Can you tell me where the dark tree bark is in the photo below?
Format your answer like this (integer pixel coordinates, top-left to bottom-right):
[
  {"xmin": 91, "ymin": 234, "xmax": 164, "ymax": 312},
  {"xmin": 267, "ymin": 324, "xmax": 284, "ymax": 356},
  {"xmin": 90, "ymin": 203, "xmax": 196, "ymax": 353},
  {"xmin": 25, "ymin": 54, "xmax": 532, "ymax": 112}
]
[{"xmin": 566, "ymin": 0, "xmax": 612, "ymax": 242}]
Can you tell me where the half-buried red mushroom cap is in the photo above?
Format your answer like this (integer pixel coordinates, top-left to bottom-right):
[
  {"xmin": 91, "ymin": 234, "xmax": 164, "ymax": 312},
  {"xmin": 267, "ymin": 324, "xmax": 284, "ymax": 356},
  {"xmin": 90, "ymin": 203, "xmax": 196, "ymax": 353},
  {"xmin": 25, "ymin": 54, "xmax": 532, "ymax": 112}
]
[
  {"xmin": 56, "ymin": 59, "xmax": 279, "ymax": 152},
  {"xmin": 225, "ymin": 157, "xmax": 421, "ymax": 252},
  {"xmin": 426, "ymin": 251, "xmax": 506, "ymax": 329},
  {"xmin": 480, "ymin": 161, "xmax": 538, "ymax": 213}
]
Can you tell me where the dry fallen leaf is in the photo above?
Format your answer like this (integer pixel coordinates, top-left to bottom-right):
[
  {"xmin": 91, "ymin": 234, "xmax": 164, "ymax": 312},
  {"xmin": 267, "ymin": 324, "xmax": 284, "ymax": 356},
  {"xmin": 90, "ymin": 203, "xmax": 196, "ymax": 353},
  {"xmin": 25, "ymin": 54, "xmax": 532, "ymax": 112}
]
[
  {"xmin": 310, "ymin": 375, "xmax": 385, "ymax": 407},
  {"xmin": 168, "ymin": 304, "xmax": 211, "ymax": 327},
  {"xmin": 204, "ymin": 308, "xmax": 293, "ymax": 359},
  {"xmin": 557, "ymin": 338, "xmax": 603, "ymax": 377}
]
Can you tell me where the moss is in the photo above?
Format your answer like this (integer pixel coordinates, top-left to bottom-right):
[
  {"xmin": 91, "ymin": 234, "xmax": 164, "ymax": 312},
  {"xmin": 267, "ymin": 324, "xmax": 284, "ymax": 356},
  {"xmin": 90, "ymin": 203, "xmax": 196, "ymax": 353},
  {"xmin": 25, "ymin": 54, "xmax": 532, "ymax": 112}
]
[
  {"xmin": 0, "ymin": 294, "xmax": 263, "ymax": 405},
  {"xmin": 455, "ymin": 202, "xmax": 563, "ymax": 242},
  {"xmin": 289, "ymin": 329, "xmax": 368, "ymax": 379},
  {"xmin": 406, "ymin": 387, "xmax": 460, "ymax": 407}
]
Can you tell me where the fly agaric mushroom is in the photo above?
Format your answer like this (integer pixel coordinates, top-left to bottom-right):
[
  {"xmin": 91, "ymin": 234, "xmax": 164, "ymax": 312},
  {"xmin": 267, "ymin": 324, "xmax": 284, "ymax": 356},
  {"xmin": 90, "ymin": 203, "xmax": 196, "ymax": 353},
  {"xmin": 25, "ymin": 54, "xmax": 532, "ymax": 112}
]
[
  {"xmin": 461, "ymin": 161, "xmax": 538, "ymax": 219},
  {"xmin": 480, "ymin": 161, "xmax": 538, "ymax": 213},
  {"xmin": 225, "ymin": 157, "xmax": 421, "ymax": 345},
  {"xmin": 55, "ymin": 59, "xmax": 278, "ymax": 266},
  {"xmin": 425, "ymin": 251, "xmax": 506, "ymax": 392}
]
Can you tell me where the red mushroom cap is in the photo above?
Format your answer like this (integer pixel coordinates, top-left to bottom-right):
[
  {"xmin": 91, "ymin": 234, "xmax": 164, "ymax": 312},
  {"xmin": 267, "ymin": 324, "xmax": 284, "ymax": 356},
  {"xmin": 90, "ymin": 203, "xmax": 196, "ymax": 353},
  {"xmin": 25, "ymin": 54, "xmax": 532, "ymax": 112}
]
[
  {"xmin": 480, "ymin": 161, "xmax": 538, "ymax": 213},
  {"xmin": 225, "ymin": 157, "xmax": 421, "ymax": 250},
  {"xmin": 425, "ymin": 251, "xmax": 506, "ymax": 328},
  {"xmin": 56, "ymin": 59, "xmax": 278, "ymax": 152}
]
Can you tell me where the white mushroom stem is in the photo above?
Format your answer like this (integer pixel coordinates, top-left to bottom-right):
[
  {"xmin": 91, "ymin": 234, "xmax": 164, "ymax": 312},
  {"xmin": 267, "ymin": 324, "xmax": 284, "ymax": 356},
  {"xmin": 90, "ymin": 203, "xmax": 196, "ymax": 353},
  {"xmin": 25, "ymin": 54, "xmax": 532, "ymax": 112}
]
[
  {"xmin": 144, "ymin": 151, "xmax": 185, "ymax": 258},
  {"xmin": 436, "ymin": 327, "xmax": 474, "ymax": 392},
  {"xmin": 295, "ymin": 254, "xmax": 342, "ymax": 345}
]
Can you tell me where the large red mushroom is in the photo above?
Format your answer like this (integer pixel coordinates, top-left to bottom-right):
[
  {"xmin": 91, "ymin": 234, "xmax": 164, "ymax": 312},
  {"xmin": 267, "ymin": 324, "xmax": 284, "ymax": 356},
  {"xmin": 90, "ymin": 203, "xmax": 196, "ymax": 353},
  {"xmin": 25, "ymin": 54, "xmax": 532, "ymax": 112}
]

_____

| Your objective |
Copy all of the data. Keep every word exactly as it is.

| Answer to the task |
Can you tell me where the dark tree bark is in the photo below?
Format your answer like this (integer pixel coordinates, top-left to bottom-right):
[
  {"xmin": 91, "ymin": 234, "xmax": 164, "ymax": 312},
  {"xmin": 267, "ymin": 324, "xmax": 284, "ymax": 356},
  {"xmin": 90, "ymin": 203, "xmax": 196, "ymax": 353},
  {"xmin": 25, "ymin": 54, "xmax": 532, "ymax": 112}
]
[{"xmin": 566, "ymin": 0, "xmax": 612, "ymax": 242}]
Can you tell me where the half-buried red mushroom cap is in the photo above?
Format your answer like this (integer pixel coordinates, top-left to bottom-right):
[
  {"xmin": 91, "ymin": 234, "xmax": 164, "ymax": 312},
  {"xmin": 267, "ymin": 324, "xmax": 284, "ymax": 356},
  {"xmin": 90, "ymin": 203, "xmax": 196, "ymax": 353},
  {"xmin": 25, "ymin": 54, "xmax": 532, "ymax": 112}
]
[
  {"xmin": 56, "ymin": 59, "xmax": 279, "ymax": 152},
  {"xmin": 225, "ymin": 157, "xmax": 421, "ymax": 252},
  {"xmin": 426, "ymin": 251, "xmax": 506, "ymax": 329},
  {"xmin": 480, "ymin": 161, "xmax": 538, "ymax": 213}
]
Can you tell me where the dry fallen leaf is in the photo above?
Format your answer like this (integer pixel coordinates, top-left to bottom-right):
[
  {"xmin": 91, "ymin": 234, "xmax": 164, "ymax": 312},
  {"xmin": 267, "ymin": 324, "xmax": 284, "ymax": 356},
  {"xmin": 90, "ymin": 203, "xmax": 196, "ymax": 353},
  {"xmin": 25, "ymin": 54, "xmax": 532, "ymax": 112}
]
[
  {"xmin": 310, "ymin": 375, "xmax": 385, "ymax": 407},
  {"xmin": 168, "ymin": 304, "xmax": 211, "ymax": 327},
  {"xmin": 204, "ymin": 308, "xmax": 293, "ymax": 359},
  {"xmin": 557, "ymin": 338, "xmax": 603, "ymax": 377}
]
Can you tell me where the moss is in the photo above?
Format your answer like this (integer pixel coordinates, top-left to bottom-right):
[
  {"xmin": 91, "ymin": 234, "xmax": 164, "ymax": 312},
  {"xmin": 267, "ymin": 324, "xmax": 284, "ymax": 356},
  {"xmin": 90, "ymin": 203, "xmax": 196, "ymax": 353},
  {"xmin": 25, "ymin": 54, "xmax": 532, "ymax": 112}
]
[
  {"xmin": 0, "ymin": 294, "xmax": 263, "ymax": 405},
  {"xmin": 455, "ymin": 202, "xmax": 563, "ymax": 242},
  {"xmin": 289, "ymin": 329, "xmax": 368, "ymax": 379},
  {"xmin": 406, "ymin": 387, "xmax": 460, "ymax": 407}
]
Can you tell me where the fly agaric mushroom is in the photo above?
Format your answer like this (integer pixel coordinates, top-left to bottom-right):
[
  {"xmin": 91, "ymin": 234, "xmax": 164, "ymax": 312},
  {"xmin": 267, "ymin": 324, "xmax": 284, "ymax": 356},
  {"xmin": 90, "ymin": 203, "xmax": 196, "ymax": 353},
  {"xmin": 25, "ymin": 54, "xmax": 532, "ymax": 112}
]
[
  {"xmin": 461, "ymin": 161, "xmax": 538, "ymax": 219},
  {"xmin": 480, "ymin": 161, "xmax": 538, "ymax": 213},
  {"xmin": 225, "ymin": 157, "xmax": 421, "ymax": 345},
  {"xmin": 55, "ymin": 59, "xmax": 278, "ymax": 266},
  {"xmin": 425, "ymin": 251, "xmax": 506, "ymax": 392}
]
Can you tell me where the red mushroom cap is in the photo above?
Format your answer like this (integer pixel coordinates, top-left to bottom-right):
[
  {"xmin": 91, "ymin": 234, "xmax": 164, "ymax": 312},
  {"xmin": 267, "ymin": 324, "xmax": 284, "ymax": 356},
  {"xmin": 90, "ymin": 203, "xmax": 196, "ymax": 353},
  {"xmin": 25, "ymin": 54, "xmax": 532, "ymax": 112}
]
[
  {"xmin": 480, "ymin": 161, "xmax": 538, "ymax": 213},
  {"xmin": 225, "ymin": 157, "xmax": 421, "ymax": 250},
  {"xmin": 425, "ymin": 251, "xmax": 506, "ymax": 328},
  {"xmin": 56, "ymin": 59, "xmax": 278, "ymax": 152}
]
Can you tell me where the white mushroom stem is in the photo above?
Format your answer like this (integer pixel coordinates, top-left to bottom-right):
[
  {"xmin": 91, "ymin": 234, "xmax": 164, "ymax": 312},
  {"xmin": 267, "ymin": 324, "xmax": 284, "ymax": 356},
  {"xmin": 90, "ymin": 203, "xmax": 196, "ymax": 353},
  {"xmin": 25, "ymin": 54, "xmax": 532, "ymax": 112}
]
[
  {"xmin": 144, "ymin": 151, "xmax": 185, "ymax": 258},
  {"xmin": 436, "ymin": 327, "xmax": 474, "ymax": 392},
  {"xmin": 295, "ymin": 254, "xmax": 342, "ymax": 345}
]
Can you tell me where the large red mushroom is in the photo above?
Format your answer like this (integer pixel coordinates, top-left to bottom-right):
[
  {"xmin": 91, "ymin": 234, "xmax": 164, "ymax": 312},
  {"xmin": 267, "ymin": 324, "xmax": 284, "ymax": 356},
  {"xmin": 90, "ymin": 203, "xmax": 196, "ymax": 353},
  {"xmin": 25, "ymin": 54, "xmax": 532, "ymax": 112}
]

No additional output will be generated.